#### WHAT IS EXPECTED:
Rewrite the lines below, replacing every "Objective" with "Goal" and changing nothing else. Leave the pictures out of your answer.

[Records of labeled points]
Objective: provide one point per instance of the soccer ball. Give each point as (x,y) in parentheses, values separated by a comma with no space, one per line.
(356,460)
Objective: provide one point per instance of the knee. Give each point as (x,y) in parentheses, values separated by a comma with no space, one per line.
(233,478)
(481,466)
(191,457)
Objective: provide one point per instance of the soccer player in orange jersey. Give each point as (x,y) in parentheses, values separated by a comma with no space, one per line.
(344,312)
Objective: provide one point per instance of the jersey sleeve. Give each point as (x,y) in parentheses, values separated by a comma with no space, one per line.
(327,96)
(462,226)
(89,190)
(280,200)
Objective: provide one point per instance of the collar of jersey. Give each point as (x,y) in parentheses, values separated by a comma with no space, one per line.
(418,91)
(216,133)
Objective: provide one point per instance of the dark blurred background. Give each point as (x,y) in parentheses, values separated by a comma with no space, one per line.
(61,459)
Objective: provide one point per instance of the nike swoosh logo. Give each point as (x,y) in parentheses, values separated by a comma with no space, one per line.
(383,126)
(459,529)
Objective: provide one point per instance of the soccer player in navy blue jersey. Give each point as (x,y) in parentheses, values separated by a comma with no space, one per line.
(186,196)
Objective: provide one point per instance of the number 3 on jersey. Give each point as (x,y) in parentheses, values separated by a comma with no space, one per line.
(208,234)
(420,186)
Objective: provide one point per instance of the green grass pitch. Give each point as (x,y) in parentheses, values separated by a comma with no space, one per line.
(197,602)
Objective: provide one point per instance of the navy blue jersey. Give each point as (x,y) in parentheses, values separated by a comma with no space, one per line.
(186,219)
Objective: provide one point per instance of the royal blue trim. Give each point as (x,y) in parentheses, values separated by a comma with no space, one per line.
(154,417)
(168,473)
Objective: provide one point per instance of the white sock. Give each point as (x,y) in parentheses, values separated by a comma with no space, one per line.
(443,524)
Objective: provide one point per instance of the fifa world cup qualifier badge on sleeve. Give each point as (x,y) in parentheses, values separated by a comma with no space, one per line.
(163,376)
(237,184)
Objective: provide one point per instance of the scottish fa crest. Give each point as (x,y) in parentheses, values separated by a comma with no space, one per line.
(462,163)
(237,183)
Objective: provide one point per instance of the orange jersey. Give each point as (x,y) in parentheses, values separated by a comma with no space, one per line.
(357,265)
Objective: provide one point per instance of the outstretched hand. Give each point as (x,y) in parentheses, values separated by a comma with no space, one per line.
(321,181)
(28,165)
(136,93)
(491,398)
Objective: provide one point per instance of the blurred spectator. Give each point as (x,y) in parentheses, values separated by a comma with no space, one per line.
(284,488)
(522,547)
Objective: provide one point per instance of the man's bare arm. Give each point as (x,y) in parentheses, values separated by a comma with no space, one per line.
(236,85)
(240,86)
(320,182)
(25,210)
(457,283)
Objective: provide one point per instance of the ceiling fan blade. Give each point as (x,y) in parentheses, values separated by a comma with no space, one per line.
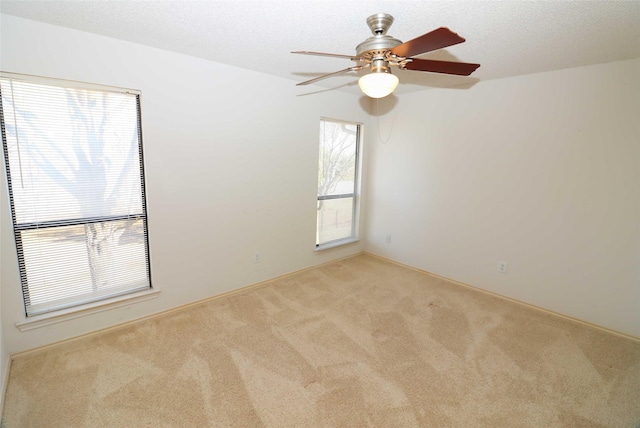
(447,67)
(351,57)
(437,39)
(324,76)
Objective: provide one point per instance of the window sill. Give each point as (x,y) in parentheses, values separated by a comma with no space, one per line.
(80,311)
(338,243)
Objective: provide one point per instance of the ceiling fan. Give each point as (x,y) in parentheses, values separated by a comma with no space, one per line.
(381,51)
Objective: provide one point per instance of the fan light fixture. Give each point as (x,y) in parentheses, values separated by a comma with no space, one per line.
(380,82)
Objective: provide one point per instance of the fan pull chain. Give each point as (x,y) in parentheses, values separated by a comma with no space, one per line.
(393,120)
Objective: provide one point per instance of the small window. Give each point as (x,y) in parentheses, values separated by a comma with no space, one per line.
(73,155)
(338,183)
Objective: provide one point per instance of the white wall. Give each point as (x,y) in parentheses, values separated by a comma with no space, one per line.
(541,171)
(231,168)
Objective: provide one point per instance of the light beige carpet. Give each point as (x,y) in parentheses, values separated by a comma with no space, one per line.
(357,343)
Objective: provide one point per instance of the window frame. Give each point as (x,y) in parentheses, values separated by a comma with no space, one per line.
(355,195)
(87,303)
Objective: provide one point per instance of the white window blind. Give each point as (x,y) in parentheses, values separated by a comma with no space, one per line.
(337,182)
(73,155)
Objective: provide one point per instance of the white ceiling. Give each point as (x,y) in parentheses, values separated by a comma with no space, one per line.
(508,38)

#### FULL OUTPUT:
Goal: provide one point per instance of the soccer ball. Give each point as (x,y) in parentheses, values separated by a comma with no space, one per line.
(356,460)
Goal: provide one point per instance of the knee. Give each point as (x,y) in parentheses, values separated by a comma with no space, one per line.
(233,478)
(481,466)
(191,457)
Goal: provide one point per instance of the soccer player in orange jersey. Give each point as (x,y) in parentheses, values separated by a comma with no space, one per line.
(344,312)
Goal: provide one point per instance of the jersey sleeve. Give each point as (x,y) in parentheses, values separated by a comma with no space, one per line.
(327,96)
(462,226)
(89,190)
(280,200)
Goal: provide one point per instance of the collar of jersey. Give each point as (x,y) in parentheses, values separated by a comma with no space, one per line.
(418,91)
(216,133)
Goal: provide one point per instance of the dark blurred background. Give each point as (x,y) in parentheses, values separated by a comma with no space, one per line.
(61,459)
Goal: provide one point per instance of the nike swoosh logo. Give each point as (x,y) in parentheses, values separated by a comma with no space, one per line.
(383,126)
(459,529)
Goal: provide one point per instance of the soccer player in navy blue jersey. Give each point as (x,y) in parentheses, values separated by a comma with no space, one per line.
(186,196)
Goal: provide one point per instance of the number 3 on jersey. Give each point as (x,y) in parentheses, values separated by a comma with no space, one per line.
(208,234)
(420,186)
Goal: provide one point per instance of the green grass pitch. Give each point as (x,y) in parentheses, values separated by a comma with no space, one per line.
(197,602)
Goal: provide one point per instance of the navy blue jersey. Give each point as (x,y) in parentheses, values separated by a comma with no space, one per line.
(186,219)
Goal: provide one point per instance of the royal blue trim. Give each point as (x,y) in parentheses, values separated by a comma with no space, one per line.
(154,417)
(168,473)
Goal: provide one point per instance of the white sock. Give each point as (x,y) in parentheses, values separated by a comma with no space, one per line.
(443,524)
Goal: provide one point per instance of the fifa world cup qualifier badge on sleeve. Give each point as (x,y) in parentheses, values separated by a comma with no space, one per line.
(163,376)
(237,184)
Goal: provide one point per instance of the scottish fa crest. Give each point as (x,y) in parentheses, values separated by a comma with no space, one per line.
(462,163)
(237,183)
Goal: provide one point per instance of the orange jersey. Give each point as (x,y) in parentheses, values separated by a comma with no space, one per line.
(357,265)
Goal: provide one point per instance of the outstretched hand. Give each point as (x,y) in parentheses, values separated by a comma with no space, one per line.
(321,181)
(28,165)
(136,93)
(491,398)
Goal: provide one point per instance of the blurred spectator. Give each point as (x,y) in parentheses, values separated by a comma with no space, one per line.
(284,488)
(522,547)
Goal: provide one point per instance of the man's bare arm. Give each point as (x,y) in parentheses, values separated by a comma with no space, one per line.
(236,85)
(240,86)
(320,182)
(25,210)
(457,283)
Goal: provide one point per instance of the ceiling fan blade. Give each point as (x,y) in parentheses, values separated by a comma with no space, one per line.
(447,67)
(351,57)
(437,39)
(324,76)
Goal: provide one point per instance of the window sill. Give each point as (x,y) in parentheses, values separated by a comma with no space, one per line.
(80,311)
(338,243)
Goal: provide one point per instance of the ceiling fan. Give each point as (x,y) in parentheses, values separated by a comma with no space, one per line.
(381,51)
Goal: provide one point per instance of the fan light fixture. Give each point as (x,y) in parentheses, values separated by a comma with no space, one per line.
(380,82)
Goal: provide one point per instance of the fan pull chain. Give each point as (x,y) in parentheses, values separated by a comma with no space, one per line.
(393,120)
Goal: provide one point per instance of the small window. Give each point as (x,y) in parentheses, values separated by a comma with no space, one per line.
(73,155)
(338,183)
Goal: provide one point per instance of the white wall. Give each point as (x,y) in parentheses, values separated by a comma with no space, one per line.
(541,171)
(231,168)
Goal: provide one point per instance of the light beige carpet. Give each point as (x,y) in parentheses, values separated by a comma with no space, one per line.
(357,343)
Goal: provide one point per instance of the window frame. Give each point as (x,y) in parentheses, values separated by a comma with no space, one per line.
(355,195)
(87,303)
Goal: provide one point per instance of the white window blind. Give each point as (x,y) in parentheses, values separated by a comma with no space, one per line.
(337,182)
(73,155)
Goal: provide one point per instance of the white ceiling. Give each point as (x,y) in parentheses, values separated by a comma with no space, one per line.
(508,38)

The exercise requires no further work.